▶ [What you are asked to do]: In the article on pets and health, why does cuddling with a pet have a calming effect?

▶ [Given passage]:
####

Is Your Furry Pet Really Beneficial to Your Health?
It’s time to understand why having a pet can be good, and why you should be making sure you are making it a rewarding experience.
After a long and exhausting workday, if you have ever been greeted at your front door by a pet that wags his or her tail at you, and maybe even jumps up in excitement, you have personally experienced how significantly pets can lower stress levels.
I can attest to this as I am an animal lover and also have a Scorkie Terrier mix as a pet. Having lived alone, with college roommates, co-founders, and with people I’ve been in relationships before, I’ve found that Cloud (my terrier) always makes my day better, or at the very least provides me company. He dutifully sits with me while I finish off my work, cuddles with me at bedtime, and follows me around the house and office. It’s a proven fact that pets or animals often make people happy. They are like children with pure emotions and bubbly dispositions in any household.
Studies have shown that pets are important sources of social and emotional support for a person and not just people who suffer from health conditions. Scientific studies that have confirmed the medical background behind the stress alleviation in the presence of pets. For example, cuddling with a pet releases the “cuddle chemical” oxytocin in both the human and pet, which has a calming effect. A special bond between owner and pet is also formed, because not matter what you say, you can always talk to your pet without being judged.
But, let’s discuss the answers to the question of whether or not pets contribute to a healthier or not. Often time, they do offer countless health benefits like improved cardiovascular health, reduced risk of asthma and infections due to exposure to pet allergens, and dog owners are less likely to suffer from depression than those without pets.
· The have a positive effect on the overall physiological, mental and physical health.
People with dogs have lower blood pressure in stressful situations than those without pets. One study even found that when people with borderline hypertension adopted dogs from a shelter, their blood pressure declined significantly within five months.

####

(Collected data entries)
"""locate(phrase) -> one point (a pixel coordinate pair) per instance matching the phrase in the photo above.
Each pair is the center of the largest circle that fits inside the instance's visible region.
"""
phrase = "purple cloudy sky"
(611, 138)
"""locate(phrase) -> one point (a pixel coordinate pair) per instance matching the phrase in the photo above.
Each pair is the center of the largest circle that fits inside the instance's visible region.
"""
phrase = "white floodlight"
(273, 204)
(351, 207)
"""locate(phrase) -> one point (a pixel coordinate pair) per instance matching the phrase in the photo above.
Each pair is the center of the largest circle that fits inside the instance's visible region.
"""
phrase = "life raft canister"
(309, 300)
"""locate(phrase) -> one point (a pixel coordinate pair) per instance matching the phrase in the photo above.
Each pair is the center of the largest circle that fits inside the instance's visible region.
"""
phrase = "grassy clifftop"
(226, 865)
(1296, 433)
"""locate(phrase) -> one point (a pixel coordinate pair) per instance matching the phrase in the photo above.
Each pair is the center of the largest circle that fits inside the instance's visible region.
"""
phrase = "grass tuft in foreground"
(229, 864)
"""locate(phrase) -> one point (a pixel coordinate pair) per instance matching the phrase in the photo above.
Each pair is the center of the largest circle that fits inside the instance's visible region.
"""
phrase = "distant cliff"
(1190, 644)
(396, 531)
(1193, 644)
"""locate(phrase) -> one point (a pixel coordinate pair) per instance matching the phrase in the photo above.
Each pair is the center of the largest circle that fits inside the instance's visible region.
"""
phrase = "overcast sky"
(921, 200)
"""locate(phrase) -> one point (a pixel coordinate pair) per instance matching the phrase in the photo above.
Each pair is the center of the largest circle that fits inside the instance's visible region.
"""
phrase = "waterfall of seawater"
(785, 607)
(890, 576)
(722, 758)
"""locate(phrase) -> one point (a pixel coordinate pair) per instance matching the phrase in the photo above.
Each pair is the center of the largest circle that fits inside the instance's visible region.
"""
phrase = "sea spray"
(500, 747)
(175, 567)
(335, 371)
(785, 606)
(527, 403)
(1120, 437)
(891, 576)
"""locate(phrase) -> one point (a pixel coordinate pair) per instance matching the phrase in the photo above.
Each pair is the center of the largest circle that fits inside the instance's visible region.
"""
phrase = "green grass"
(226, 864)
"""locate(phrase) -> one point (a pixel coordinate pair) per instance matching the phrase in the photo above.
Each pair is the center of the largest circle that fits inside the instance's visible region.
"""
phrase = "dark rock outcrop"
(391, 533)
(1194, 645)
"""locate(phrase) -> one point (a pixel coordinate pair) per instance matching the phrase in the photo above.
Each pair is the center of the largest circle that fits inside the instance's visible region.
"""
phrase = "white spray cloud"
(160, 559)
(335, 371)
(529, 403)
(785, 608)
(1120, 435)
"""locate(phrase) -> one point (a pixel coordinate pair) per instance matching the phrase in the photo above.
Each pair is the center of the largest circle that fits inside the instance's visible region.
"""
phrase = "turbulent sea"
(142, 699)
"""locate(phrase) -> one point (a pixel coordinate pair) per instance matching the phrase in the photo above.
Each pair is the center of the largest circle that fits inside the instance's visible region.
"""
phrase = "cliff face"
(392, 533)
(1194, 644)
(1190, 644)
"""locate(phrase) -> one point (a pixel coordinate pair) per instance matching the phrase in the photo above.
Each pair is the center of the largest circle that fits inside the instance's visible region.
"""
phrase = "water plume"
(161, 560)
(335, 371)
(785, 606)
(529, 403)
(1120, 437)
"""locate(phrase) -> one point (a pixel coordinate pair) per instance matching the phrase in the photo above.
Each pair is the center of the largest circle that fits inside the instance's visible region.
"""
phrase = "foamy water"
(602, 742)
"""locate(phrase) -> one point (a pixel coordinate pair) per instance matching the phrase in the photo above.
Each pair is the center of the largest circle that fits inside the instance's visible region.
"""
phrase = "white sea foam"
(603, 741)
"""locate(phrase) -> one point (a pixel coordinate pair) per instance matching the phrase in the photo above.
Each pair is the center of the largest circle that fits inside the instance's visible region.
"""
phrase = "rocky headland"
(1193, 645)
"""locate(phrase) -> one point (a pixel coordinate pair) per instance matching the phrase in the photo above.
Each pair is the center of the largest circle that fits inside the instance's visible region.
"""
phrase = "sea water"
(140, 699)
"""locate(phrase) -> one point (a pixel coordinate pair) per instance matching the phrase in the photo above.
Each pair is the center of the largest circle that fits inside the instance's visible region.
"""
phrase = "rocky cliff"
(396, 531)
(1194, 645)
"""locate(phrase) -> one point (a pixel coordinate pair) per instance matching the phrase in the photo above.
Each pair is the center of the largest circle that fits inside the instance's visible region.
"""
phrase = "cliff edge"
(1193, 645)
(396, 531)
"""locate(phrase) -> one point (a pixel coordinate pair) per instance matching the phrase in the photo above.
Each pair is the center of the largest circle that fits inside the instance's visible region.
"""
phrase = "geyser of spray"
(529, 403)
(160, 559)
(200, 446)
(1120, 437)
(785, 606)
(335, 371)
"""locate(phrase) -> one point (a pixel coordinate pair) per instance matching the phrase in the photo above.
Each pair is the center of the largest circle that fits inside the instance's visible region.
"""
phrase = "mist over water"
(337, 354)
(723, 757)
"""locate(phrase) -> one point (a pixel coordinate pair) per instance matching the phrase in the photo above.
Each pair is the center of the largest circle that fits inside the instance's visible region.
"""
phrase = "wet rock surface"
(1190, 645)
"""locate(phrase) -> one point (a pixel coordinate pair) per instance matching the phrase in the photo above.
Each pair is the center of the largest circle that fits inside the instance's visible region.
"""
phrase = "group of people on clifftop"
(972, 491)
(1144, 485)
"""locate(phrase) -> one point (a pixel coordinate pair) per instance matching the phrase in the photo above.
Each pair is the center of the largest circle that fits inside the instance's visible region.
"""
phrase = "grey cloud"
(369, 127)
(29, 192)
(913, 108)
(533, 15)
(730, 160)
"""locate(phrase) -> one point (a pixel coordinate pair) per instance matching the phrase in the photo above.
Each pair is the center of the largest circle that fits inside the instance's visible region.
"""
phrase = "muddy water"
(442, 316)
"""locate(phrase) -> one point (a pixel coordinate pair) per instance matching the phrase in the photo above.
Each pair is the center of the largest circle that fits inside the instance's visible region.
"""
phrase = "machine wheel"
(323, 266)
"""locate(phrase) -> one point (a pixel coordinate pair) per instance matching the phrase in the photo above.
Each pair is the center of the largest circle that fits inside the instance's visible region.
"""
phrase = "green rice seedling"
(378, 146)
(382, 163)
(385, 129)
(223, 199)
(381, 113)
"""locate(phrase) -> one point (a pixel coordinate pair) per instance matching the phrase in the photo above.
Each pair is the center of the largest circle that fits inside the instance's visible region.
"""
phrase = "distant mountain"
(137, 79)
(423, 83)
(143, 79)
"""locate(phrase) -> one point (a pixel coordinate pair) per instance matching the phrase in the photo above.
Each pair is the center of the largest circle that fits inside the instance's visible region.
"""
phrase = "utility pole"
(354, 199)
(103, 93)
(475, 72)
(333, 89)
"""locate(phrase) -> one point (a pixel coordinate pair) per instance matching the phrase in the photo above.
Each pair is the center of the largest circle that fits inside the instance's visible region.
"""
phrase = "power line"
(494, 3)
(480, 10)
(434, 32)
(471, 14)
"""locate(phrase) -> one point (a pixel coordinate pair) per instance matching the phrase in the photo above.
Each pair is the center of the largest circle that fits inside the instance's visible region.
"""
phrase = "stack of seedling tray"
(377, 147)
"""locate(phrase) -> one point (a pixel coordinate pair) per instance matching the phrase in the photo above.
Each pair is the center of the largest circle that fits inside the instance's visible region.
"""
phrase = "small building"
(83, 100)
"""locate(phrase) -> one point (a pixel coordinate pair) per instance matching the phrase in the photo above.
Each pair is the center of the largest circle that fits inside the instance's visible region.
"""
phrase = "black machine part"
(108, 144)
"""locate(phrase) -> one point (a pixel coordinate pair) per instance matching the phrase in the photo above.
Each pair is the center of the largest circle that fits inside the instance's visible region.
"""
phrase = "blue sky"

####

▶ [Response below]: Cuddling with a pet releases oxytocin, the "cuddle chemical," in both the human and the pet, and that chemical has a calming effect.